**INPUT RECORDS:**
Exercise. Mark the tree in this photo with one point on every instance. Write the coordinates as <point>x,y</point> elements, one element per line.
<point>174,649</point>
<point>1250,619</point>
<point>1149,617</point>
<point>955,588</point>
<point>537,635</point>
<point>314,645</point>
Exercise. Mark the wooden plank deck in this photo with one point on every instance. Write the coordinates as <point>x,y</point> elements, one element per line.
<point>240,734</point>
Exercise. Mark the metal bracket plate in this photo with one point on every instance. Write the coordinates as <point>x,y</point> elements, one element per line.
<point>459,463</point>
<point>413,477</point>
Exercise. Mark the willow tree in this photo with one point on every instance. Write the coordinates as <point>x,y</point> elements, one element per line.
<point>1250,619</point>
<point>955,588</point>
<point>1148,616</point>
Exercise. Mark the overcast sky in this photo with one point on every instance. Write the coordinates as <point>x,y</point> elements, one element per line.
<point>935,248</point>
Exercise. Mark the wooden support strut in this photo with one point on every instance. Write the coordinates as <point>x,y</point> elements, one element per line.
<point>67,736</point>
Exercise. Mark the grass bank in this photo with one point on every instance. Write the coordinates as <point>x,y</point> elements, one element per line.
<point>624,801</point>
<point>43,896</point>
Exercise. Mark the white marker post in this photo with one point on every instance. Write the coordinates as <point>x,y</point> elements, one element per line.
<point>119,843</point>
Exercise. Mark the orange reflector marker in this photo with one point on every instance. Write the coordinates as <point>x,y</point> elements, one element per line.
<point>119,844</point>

* * *

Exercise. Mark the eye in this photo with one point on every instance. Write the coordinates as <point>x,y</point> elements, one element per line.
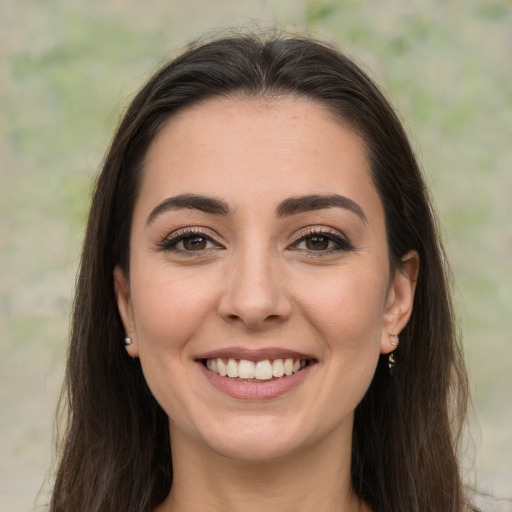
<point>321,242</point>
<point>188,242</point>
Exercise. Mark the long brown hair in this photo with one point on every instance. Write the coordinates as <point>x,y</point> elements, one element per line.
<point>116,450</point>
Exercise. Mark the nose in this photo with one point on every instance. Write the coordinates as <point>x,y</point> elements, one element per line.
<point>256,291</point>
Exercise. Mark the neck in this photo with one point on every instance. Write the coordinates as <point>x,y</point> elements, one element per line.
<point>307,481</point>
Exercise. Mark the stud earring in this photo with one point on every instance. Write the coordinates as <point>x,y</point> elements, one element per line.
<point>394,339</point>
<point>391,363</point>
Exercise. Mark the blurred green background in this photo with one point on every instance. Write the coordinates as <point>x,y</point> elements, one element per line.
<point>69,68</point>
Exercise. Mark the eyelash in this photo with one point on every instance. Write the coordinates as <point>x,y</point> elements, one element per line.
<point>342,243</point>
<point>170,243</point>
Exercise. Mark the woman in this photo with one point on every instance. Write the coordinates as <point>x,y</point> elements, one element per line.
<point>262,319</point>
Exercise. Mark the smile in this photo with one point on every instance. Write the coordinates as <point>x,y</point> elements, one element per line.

**BRIEF:** Where the listing above reaches the line that contains "Exercise. Mark the woman", start retyping, and finish with the line that contains "Exercise. Mark the smile"; reproduce those lines exactly and no others.

**EXERCISE ANSWER:**
Exercise. Mark the woman in this photo with one point on every instance. Write the coordinates as <point>x,y</point> elements, one element per line.
<point>262,319</point>
Exercise. Mark the smile in this photo with one point on every instance. Write the coordinates as <point>x,y</point> elements, one element per line.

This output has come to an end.